What is being asked: Can you retype every one of the entries below word for word, keeping each line and its order unchanged?

--

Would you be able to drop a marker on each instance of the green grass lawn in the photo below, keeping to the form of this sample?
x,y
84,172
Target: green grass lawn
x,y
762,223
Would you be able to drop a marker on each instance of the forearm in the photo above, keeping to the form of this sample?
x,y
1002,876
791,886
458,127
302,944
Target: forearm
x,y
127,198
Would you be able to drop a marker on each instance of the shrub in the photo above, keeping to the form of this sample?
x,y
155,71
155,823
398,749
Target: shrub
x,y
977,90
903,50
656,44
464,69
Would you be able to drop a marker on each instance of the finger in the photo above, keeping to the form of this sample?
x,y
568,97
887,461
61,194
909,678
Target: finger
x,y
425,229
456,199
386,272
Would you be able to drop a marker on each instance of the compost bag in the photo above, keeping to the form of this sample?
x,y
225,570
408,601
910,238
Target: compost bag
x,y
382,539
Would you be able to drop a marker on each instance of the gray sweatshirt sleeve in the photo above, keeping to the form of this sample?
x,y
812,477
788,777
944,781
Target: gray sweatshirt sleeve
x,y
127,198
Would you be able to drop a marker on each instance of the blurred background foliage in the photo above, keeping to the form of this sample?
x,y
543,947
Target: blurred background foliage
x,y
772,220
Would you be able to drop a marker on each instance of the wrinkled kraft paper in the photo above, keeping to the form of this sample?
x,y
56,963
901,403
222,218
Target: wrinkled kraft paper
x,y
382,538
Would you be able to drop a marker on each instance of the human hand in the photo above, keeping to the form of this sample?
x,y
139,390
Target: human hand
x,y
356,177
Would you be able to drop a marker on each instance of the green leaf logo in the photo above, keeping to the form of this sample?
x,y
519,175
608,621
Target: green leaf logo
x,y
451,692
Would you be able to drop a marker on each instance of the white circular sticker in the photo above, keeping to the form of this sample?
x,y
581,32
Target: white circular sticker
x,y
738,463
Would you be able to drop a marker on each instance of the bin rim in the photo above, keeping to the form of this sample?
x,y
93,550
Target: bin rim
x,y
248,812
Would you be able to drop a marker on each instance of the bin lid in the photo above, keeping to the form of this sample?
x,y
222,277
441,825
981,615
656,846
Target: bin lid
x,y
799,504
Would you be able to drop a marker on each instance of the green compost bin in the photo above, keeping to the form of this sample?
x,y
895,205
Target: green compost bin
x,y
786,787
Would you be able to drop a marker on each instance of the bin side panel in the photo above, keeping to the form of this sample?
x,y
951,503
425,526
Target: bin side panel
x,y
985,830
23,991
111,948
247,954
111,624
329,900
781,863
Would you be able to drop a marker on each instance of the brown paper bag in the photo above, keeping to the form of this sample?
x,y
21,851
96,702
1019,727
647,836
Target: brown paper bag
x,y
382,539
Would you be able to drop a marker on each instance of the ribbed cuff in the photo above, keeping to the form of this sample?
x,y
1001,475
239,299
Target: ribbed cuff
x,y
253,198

--

Full response:
Would you be able to drop a marker on each instance of the green grass lawn in the photo below, keeping to the form of this sample?
x,y
84,172
Target: green grass lawn
x,y
762,223
Would you be able to drop a marker on each instance of the forearm in the photo above, keeping to the form of this sample?
x,y
1002,876
791,886
458,127
302,944
Target: forearm
x,y
127,198
Would you be able to drop a marker on each instance of the shrub in the photo above, keeping to the form of this sample?
x,y
155,71
155,823
398,749
Target: shrub
x,y
977,90
903,50
656,44
464,69
Would you be able to drop a marker on each instance of the finger in the photo above, keeping to the form of this sample?
x,y
568,97
887,461
61,194
909,678
Target: finger
x,y
425,229
456,199
386,272
Would you be able to drop a marker on each instance of the compost bag in the photo above, keeping to the form of this sample?
x,y
225,570
408,601
910,238
Target: compost bag
x,y
382,539
Would you be able to drop a marker on each instance of the gray sweatshirt sleeve in the photo above, keeping to the form of this sample?
x,y
812,477
788,777
944,781
Target: gray sweatshirt sleeve
x,y
127,198
Would you be able to drop a marker on each instance of the blurred background foliage in the photo above, keeping to the form of this sample?
x,y
543,947
Target: blurred background foliage
x,y
772,220
Would you be able to drop a marker on each instance of the wrinkled kraft paper in the photo above, keeping to the form of this sample?
x,y
56,963
901,403
222,218
Target: wrinkled kraft paper
x,y
382,538
Would you be able to drop a marker on each instance of the human hand in the photo above, keeping to the form of this sample?
x,y
139,390
Target: human hand
x,y
356,177
Would you be able to drop a marker on each instance of the green leaf logo in the photo above, keeping to the form of this sample?
x,y
519,175
608,621
Target: green leaf logo
x,y
451,692
Would you be able to drop a marker on each instance of the white circular sticker in the photo above, keeping to the form of this sample?
x,y
581,32
Target: white circular sticker
x,y
738,463
Would you be able to drop a marker on each instance of the bin rim in the photo above, keeping to the form of this sample?
x,y
93,550
Target: bin rim
x,y
248,812
Would you be able to drop a marker on each instance of the bin lid in the photo above, keeping to the form of this sample?
x,y
222,277
441,825
981,615
656,846
Target: bin lid
x,y
799,504
Would you be able to drop a marker on each instance of the green compost bin in the photo above, keeping to the form of this sample?
x,y
895,205
Target: green compost bin
x,y
786,787
Would you be able to drop a marker on each instance of the bin side panel in the photo above, keeping to the form of this sample?
x,y
951,503
425,526
Target: bin side panel
x,y
985,830
23,991
111,948
247,954
111,624
329,900
781,863
Would you be able to drop a marker on each instance of the brown paper bag in the photo above, keeping to the form of this sample?
x,y
21,851
96,702
1019,727
647,836
Target: brown paper bag
x,y
382,539
Would you be able to drop a marker on each instance of the ribbed cuff in the photo above, keeping to the form of this sample?
x,y
1001,475
239,299
Target: ribbed cuff
x,y
253,198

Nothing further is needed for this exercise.